→ **Data for this task**:
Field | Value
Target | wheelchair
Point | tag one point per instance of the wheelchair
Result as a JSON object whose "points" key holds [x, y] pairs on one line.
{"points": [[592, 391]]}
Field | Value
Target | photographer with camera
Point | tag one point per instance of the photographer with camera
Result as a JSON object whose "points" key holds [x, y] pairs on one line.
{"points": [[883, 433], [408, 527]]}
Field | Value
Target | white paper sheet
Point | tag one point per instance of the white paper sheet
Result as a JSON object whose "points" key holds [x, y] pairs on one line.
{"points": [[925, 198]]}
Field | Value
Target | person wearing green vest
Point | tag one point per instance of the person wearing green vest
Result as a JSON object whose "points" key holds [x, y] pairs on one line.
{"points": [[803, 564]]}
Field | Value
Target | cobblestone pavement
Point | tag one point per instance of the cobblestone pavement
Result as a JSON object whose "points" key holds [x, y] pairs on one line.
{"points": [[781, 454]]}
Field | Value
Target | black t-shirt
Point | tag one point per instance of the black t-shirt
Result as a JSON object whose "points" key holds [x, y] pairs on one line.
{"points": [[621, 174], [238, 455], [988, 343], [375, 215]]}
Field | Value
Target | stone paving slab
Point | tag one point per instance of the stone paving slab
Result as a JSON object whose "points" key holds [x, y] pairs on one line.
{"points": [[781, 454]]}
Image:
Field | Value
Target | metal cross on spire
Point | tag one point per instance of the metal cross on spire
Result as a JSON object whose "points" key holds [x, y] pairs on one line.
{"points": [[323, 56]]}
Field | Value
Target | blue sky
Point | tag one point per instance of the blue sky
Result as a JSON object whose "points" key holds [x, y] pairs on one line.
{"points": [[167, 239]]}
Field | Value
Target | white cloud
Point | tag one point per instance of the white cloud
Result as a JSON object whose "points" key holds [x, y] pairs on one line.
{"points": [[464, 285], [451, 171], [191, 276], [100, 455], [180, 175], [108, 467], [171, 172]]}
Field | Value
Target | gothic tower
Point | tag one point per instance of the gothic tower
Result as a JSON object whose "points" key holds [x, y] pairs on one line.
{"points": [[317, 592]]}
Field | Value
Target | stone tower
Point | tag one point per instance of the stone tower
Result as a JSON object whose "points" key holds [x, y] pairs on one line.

→ **Instructions to follow**:
The listing above must be transcribed exactly, line by line.

→ **Answer to the problem**:
Field | Value
Target | wheelchair
Point | tag one point per instance of the wheelchair
Result as a JSON object whose "points" key holds [x, y] pairs on one line.
{"points": [[592, 391]]}
Field | Value
Target | photographer with camera
Point | tag one point per instance of the photographer with camera
Result as a JSON object whose "points" key holds [x, y] pairs on one line.
{"points": [[883, 433], [408, 527]]}
Field | Value
Target | white paper sheet
Point | tag one point per instance of the white paper sheet
Result as a JSON object whose "points" key holds [x, y] pairs on one line.
{"points": [[925, 198]]}
Field | Value
Target | person wearing green vest
Point | tag one point per instance of the person wearing green vest
Result as a JSON object whose "points" key holds [x, y] pairs on one line.
{"points": [[803, 564]]}
Field | Value
Target | cobblestone pavement
Point | tag one point per instance of the cobblestone pavement
Result as a JSON object whose "points" key holds [x, y] pairs on one line.
{"points": [[781, 454]]}
Field | Value
Target | black t-shirt
Point | tag one point per instance of the black t-shirt
Result as a JSON object whose "points" key holds [x, y] pairs on one line.
{"points": [[621, 174], [238, 455], [988, 343], [375, 215]]}
Field | Value
Target | stone paving slab
Point | tag one point per instance of the stone paving slab
Result as a JSON object whose "points" key holds [x, y] pairs on one line.
{"points": [[781, 454]]}
Image:
Field | Value
Target | metal cross on spire
Point | tag one point per instance of the metal cross on spire
Result as a JSON object whose "points" key holds [x, y] pairs on one line.
{"points": [[323, 56]]}
Field | Value
Target | blue sky
Point | tag one point per instance of the blue sky
Result as a JSON object whose "points" key holds [x, y] pairs on one line.
{"points": [[167, 239]]}
Field | Value
Target | white cloud
Point | tag one point per instance of the white cloud
Result as a JSON object whose "points" key holds [x, y] pairs on one line.
{"points": [[464, 285], [451, 171], [191, 276], [100, 455], [180, 175], [108, 467], [171, 172]]}
Field | Value
Target | gothic tower
Point | tag one point per instance of the gothic tower
Result as a JSON object whose "points" key holds [x, y] pairs on one line.
{"points": [[317, 592]]}
Field | Value
Target | stone tower
Point | tag one point per instance of the stone tower
Result as a JSON object whose "points" key holds [x, y] pairs on one line.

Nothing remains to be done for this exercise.